*Task objective*:
Retype the diamonds exercise text word for word, starting with "There are four" and going on through "than other cuts.".

*Source document*:
━━━━━━

Use `gr.tf_count()` to find the number of rows for each distinct `cut` value in `df_diamonds`.


In [None]:
# TASK: Find the distinct `cut` values in the dataset
(
    df_diamonds

)


# Guided EDA

I'm going to walk you through a train of thought I had when studying the diamonds dataset.

There are four standard "C's" of [judging](https://en.wikipedia.org/wiki/Diamond_(gemstone)) a diamond. These are `carat, cut, color` and `clarity`, all of which are in the `diamonds` dataset.

*Note*: This remainder of this exercise will consist of interpreting pre-made graphs. You can run the whole notebook to generate all the figures at once. Just make sure to do all the exercises and write your observations!


## Hypothesis 1

Here's a hypothesis:

>  `Ideal` is the "best" value of `cut` for a diamond. Since an `Ideal` cut seems more labor-intensive, I hypothesize that `Ideal` cut diamonds are less numerous than other cuts.

### __q5__ Assess hypothesis 1

Run the chunk below, and study the plot. Was hypothesis 1 correct? Why
or why not?


In [None]:
# NOTE: No need to edit; run and inspect
(
    df_diamonds
    >> gr.ggplot(gr.aes("cut"))

━━━━━━

*Data block*:
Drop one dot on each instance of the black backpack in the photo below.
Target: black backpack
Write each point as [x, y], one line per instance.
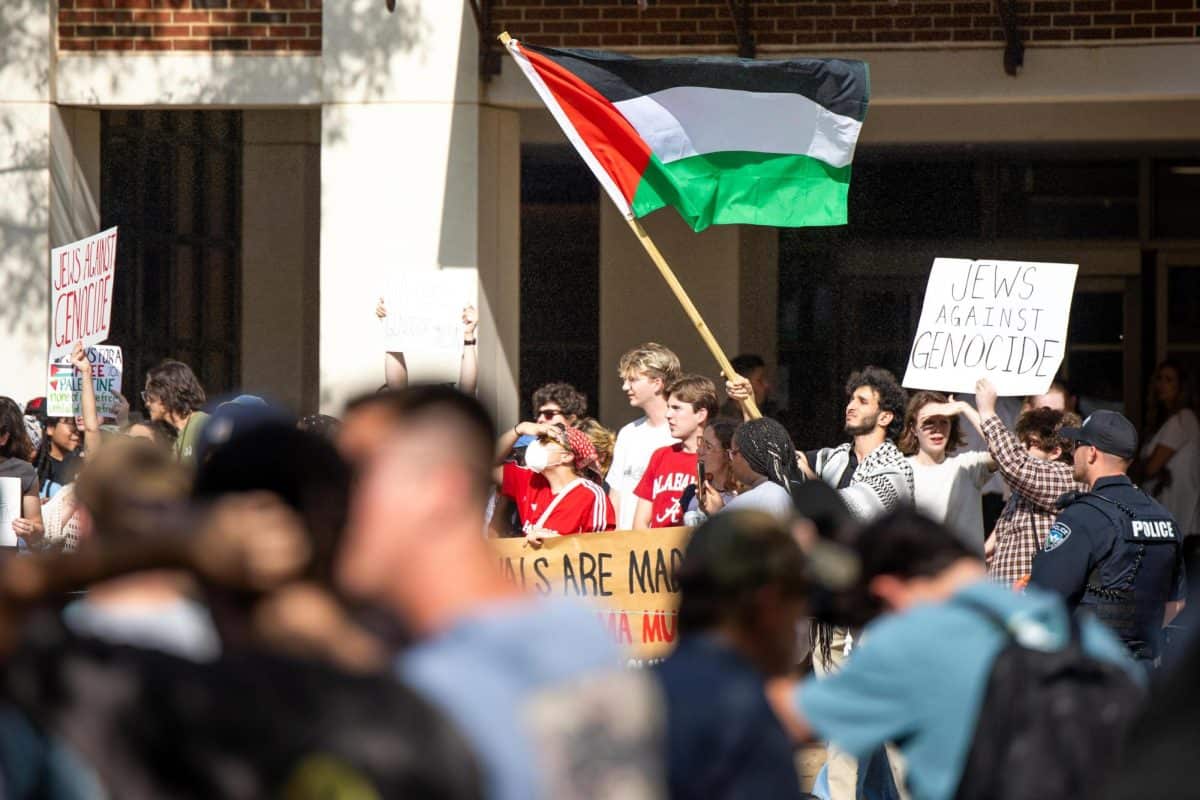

━━━━━━

*Final result*:
There are four standard "C's" of [judging](https://en.wikipedia.org/wiki/Diamond_(gemstone)) a diamond. These are `carat, cut, color` and `clarity`, all of which are in the `diamonds` dataset.

*Note*: This remainder of this exercise will consist of interpreting pre-made graphs. You can run the whole notebook to generate all the figures at once. Just make sure to do all the exercises and write your observations!


## Hypothesis 1

Here's a hypothesis:

>  `Ideal` is the "best" value of `cut` for a diamond. Since an `Ideal` cut seems more labor-intensive, I hypothesize that `Ideal` cut diamonds are less numerous than other cuts.